[AIM OF THE TASK]: Reproduce the listing below word for word, leaving out the pictures.
## BEGIN STORED RECORDS
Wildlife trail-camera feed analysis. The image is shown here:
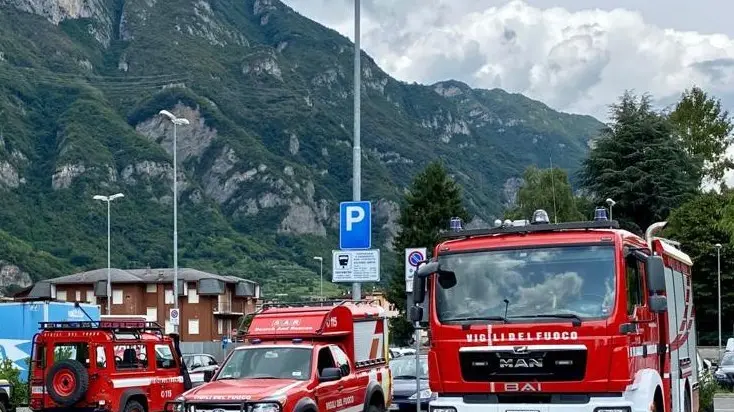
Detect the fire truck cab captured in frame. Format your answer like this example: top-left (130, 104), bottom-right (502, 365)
top-left (411, 208), bottom-right (698, 412)
top-left (172, 302), bottom-right (392, 412)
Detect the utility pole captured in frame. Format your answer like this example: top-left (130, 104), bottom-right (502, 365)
top-left (352, 0), bottom-right (362, 300)
top-left (160, 110), bottom-right (189, 333)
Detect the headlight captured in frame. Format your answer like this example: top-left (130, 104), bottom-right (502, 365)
top-left (408, 389), bottom-right (433, 399)
top-left (428, 405), bottom-right (456, 412)
top-left (250, 403), bottom-right (280, 412)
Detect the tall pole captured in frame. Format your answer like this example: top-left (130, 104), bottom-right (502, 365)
top-left (319, 259), bottom-right (324, 301)
top-left (352, 0), bottom-right (362, 300)
top-left (107, 198), bottom-right (112, 315)
top-left (714, 243), bottom-right (721, 361)
top-left (159, 110), bottom-right (189, 333)
top-left (173, 122), bottom-right (181, 333)
top-left (92, 193), bottom-right (125, 315)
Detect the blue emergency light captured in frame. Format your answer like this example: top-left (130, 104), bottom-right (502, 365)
top-left (594, 207), bottom-right (609, 222)
top-left (449, 217), bottom-right (461, 232)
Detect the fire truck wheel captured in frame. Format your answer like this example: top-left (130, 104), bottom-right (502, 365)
top-left (367, 404), bottom-right (385, 412)
top-left (124, 401), bottom-right (145, 412)
top-left (46, 359), bottom-right (89, 407)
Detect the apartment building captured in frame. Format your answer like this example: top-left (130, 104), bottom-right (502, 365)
top-left (27, 268), bottom-right (260, 342)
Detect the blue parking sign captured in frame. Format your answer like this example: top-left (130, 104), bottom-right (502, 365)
top-left (339, 201), bottom-right (372, 250)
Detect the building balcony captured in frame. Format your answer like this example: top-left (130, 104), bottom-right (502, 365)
top-left (214, 300), bottom-right (245, 316)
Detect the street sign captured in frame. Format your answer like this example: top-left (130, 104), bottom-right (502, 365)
top-left (331, 249), bottom-right (380, 282)
top-left (405, 247), bottom-right (427, 293)
top-left (339, 202), bottom-right (372, 250)
top-left (168, 309), bottom-right (179, 326)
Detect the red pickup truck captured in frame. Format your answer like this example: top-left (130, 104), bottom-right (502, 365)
top-left (166, 301), bottom-right (392, 412)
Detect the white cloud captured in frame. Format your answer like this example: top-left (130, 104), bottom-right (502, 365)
top-left (287, 0), bottom-right (734, 185)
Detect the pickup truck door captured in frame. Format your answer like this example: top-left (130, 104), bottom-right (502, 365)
top-left (331, 345), bottom-right (362, 409)
top-left (314, 346), bottom-right (344, 412)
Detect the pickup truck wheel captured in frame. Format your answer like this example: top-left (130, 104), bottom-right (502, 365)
top-left (46, 359), bottom-right (89, 407)
top-left (125, 401), bottom-right (145, 412)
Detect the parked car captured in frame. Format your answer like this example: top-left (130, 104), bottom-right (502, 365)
top-left (0, 380), bottom-right (14, 412)
top-left (714, 352), bottom-right (734, 390)
top-left (390, 355), bottom-right (435, 411)
top-left (183, 353), bottom-right (219, 386)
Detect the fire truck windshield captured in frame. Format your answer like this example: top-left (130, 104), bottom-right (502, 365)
top-left (217, 347), bottom-right (312, 380)
top-left (436, 245), bottom-right (615, 323)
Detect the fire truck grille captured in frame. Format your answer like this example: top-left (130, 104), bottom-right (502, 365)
top-left (185, 403), bottom-right (247, 412)
top-left (459, 350), bottom-right (586, 382)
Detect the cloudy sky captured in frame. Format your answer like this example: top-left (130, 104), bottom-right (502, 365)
top-left (285, 0), bottom-right (734, 185)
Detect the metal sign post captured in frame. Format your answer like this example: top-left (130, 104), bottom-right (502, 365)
## END STORED RECORDS
[ANSWER FOR THE TASK]:
Wildlife trail-camera feed analysis. The image is shown here:
Detect the fire truck cab captured in frame. Format your answer like this example: top-left (130, 104), bottom-right (502, 365)
top-left (411, 208), bottom-right (698, 412)
top-left (172, 302), bottom-right (392, 412)
Detect the utility pole captured in frame. Format your answer like this example: top-left (130, 104), bottom-right (502, 365)
top-left (352, 0), bottom-right (362, 300)
top-left (160, 110), bottom-right (189, 333)
Detect the headlight captured in frame. Format your answer like this example: top-left (130, 104), bottom-right (502, 365)
top-left (408, 389), bottom-right (433, 399)
top-left (428, 405), bottom-right (456, 412)
top-left (250, 403), bottom-right (280, 412)
Detect the tall pole captured in frame. Format your answer like this example: top-left (130, 104), bottom-right (502, 365)
top-left (319, 259), bottom-right (324, 301)
top-left (352, 0), bottom-right (362, 300)
top-left (107, 198), bottom-right (112, 315)
top-left (714, 243), bottom-right (721, 361)
top-left (159, 110), bottom-right (189, 333)
top-left (173, 122), bottom-right (181, 333)
top-left (92, 193), bottom-right (125, 315)
Detect the blue emergency light captured in frame. Format your answer like this example: top-left (130, 104), bottom-right (502, 365)
top-left (594, 207), bottom-right (609, 222)
top-left (449, 217), bottom-right (461, 232)
Detect the fire truck wheel captured in frame. Format your answer like this example: top-left (130, 104), bottom-right (502, 365)
top-left (367, 404), bottom-right (385, 412)
top-left (124, 401), bottom-right (145, 412)
top-left (46, 359), bottom-right (89, 407)
Detect the apartment building captured in frame. Format your answer like this example: top-left (130, 104), bottom-right (502, 365)
top-left (27, 268), bottom-right (260, 342)
Detect the blue parking sign captured in frame. Format your answer like this example: top-left (130, 104), bottom-right (502, 365)
top-left (339, 201), bottom-right (372, 250)
Detect the building balcony captured in frame. Format your answer like this example: top-left (130, 104), bottom-right (502, 365)
top-left (214, 300), bottom-right (245, 316)
Detect the street sign captured in frame. Format your answer like this example: top-left (130, 104), bottom-right (502, 365)
top-left (331, 249), bottom-right (380, 282)
top-left (405, 247), bottom-right (427, 293)
top-left (339, 202), bottom-right (372, 250)
top-left (168, 309), bottom-right (179, 326)
Detect the red pickup truck captured in frame. Format your answer like this example: top-left (130, 104), bottom-right (502, 365)
top-left (166, 301), bottom-right (392, 412)
Detect the white cloud captured in frame. Format your answer like this example: top-left (130, 104), bottom-right (502, 365)
top-left (287, 0), bottom-right (734, 185)
Detect the pickup truck door captured in frame. Format your answer like this example: top-left (130, 104), bottom-right (502, 365)
top-left (331, 345), bottom-right (362, 409)
top-left (314, 346), bottom-right (344, 412)
Detect the pickup truck wheel captured in frame. Format your answer like this example: top-left (130, 104), bottom-right (502, 365)
top-left (46, 359), bottom-right (89, 407)
top-left (125, 401), bottom-right (145, 412)
Detect the parked car captured in frame. Format your answer like this example: top-left (130, 104), bottom-right (502, 365)
top-left (0, 380), bottom-right (14, 412)
top-left (714, 352), bottom-right (734, 390)
top-left (390, 355), bottom-right (435, 411)
top-left (183, 353), bottom-right (219, 386)
Detect the fire truck windshield captured in frame. Format your answer like this example: top-left (130, 104), bottom-right (502, 365)
top-left (217, 347), bottom-right (312, 380)
top-left (436, 245), bottom-right (615, 323)
Detect the fire truck grille captured in frame. Format your answer like this example: top-left (130, 104), bottom-right (502, 365)
top-left (185, 403), bottom-right (247, 412)
top-left (459, 350), bottom-right (586, 382)
Detect the cloudy sky captured in frame. Format your answer like this example: top-left (130, 104), bottom-right (502, 365)
top-left (285, 0), bottom-right (734, 185)
Detect the metal sign post captured in frame. Format your answer like this example: top-left (130, 104), bottom-right (502, 365)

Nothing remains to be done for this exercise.